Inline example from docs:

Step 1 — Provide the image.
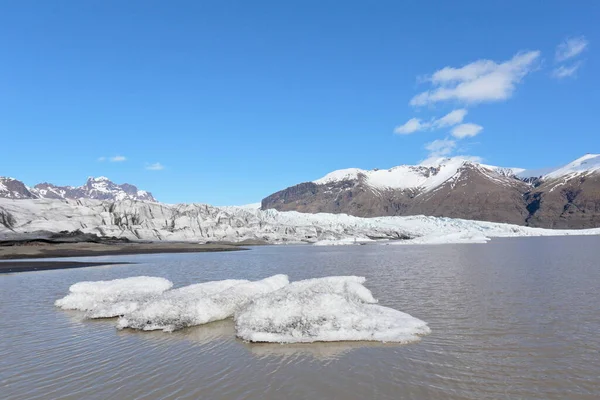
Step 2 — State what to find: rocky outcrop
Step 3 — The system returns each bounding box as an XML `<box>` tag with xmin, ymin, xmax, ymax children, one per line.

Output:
<box><xmin>261</xmin><ymin>155</ymin><xmax>600</xmax><ymax>229</ymax></box>
<box><xmin>0</xmin><ymin>177</ymin><xmax>35</xmax><ymax>199</ymax></box>
<box><xmin>0</xmin><ymin>177</ymin><xmax>156</xmax><ymax>202</ymax></box>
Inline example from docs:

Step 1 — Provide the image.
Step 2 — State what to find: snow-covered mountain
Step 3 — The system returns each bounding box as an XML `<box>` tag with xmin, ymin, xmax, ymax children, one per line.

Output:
<box><xmin>262</xmin><ymin>154</ymin><xmax>600</xmax><ymax>228</ymax></box>
<box><xmin>0</xmin><ymin>199</ymin><xmax>600</xmax><ymax>244</ymax></box>
<box><xmin>0</xmin><ymin>176</ymin><xmax>156</xmax><ymax>202</ymax></box>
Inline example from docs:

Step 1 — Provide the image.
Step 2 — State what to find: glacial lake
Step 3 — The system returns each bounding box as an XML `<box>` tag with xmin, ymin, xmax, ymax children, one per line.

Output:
<box><xmin>0</xmin><ymin>236</ymin><xmax>600</xmax><ymax>400</ymax></box>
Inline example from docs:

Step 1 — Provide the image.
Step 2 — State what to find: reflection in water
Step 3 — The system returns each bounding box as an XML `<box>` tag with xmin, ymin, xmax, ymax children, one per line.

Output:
<box><xmin>244</xmin><ymin>342</ymin><xmax>407</xmax><ymax>361</ymax></box>
<box><xmin>0</xmin><ymin>237</ymin><xmax>600</xmax><ymax>400</ymax></box>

◆ **PROBLEM STATEMENT**: Output all of the data above again, line for line and without changes, but leave out the pictures.

◆ **FULL OUTPUT**:
Inline example from docs:

Step 1 — Provide the image.
Step 2 — State what to find: rocky outcrop
Step 3 — The system returns each bounding box as an XML `<box>` tag with xmin, ymin, xmax, ymax children, one per line.

Output:
<box><xmin>261</xmin><ymin>155</ymin><xmax>600</xmax><ymax>229</ymax></box>
<box><xmin>0</xmin><ymin>177</ymin><xmax>35</xmax><ymax>199</ymax></box>
<box><xmin>0</xmin><ymin>177</ymin><xmax>156</xmax><ymax>202</ymax></box>
Inline example from docs:

Step 1 — Provide the image.
Step 2 — State what to find: snow-covered mountain
Step 3 — The system returns each bounding box as an XML `<box>` tag with xmin, ymin, xmax, ymax children, one per line.

Output:
<box><xmin>262</xmin><ymin>154</ymin><xmax>600</xmax><ymax>228</ymax></box>
<box><xmin>0</xmin><ymin>199</ymin><xmax>600</xmax><ymax>244</ymax></box>
<box><xmin>0</xmin><ymin>176</ymin><xmax>156</xmax><ymax>202</ymax></box>
Inline example from docs:

Step 1 — Provide the image.
Step 2 — State what to find: glacial lake
Step 3 — The system returns each bounding box as an XML `<box>` tag with xmin, ymin, xmax, ymax children, one per line.

Output:
<box><xmin>0</xmin><ymin>236</ymin><xmax>600</xmax><ymax>400</ymax></box>
Inline example from docs:

Step 1 — Provide the image.
Step 2 — State what to find: reflection in water
Step 3 — The system returns each bounding box as an XML `<box>` tag with xmin, ymin, xmax, ymax children, one per line.

Output:
<box><xmin>244</xmin><ymin>342</ymin><xmax>407</xmax><ymax>361</ymax></box>
<box><xmin>0</xmin><ymin>237</ymin><xmax>600</xmax><ymax>400</ymax></box>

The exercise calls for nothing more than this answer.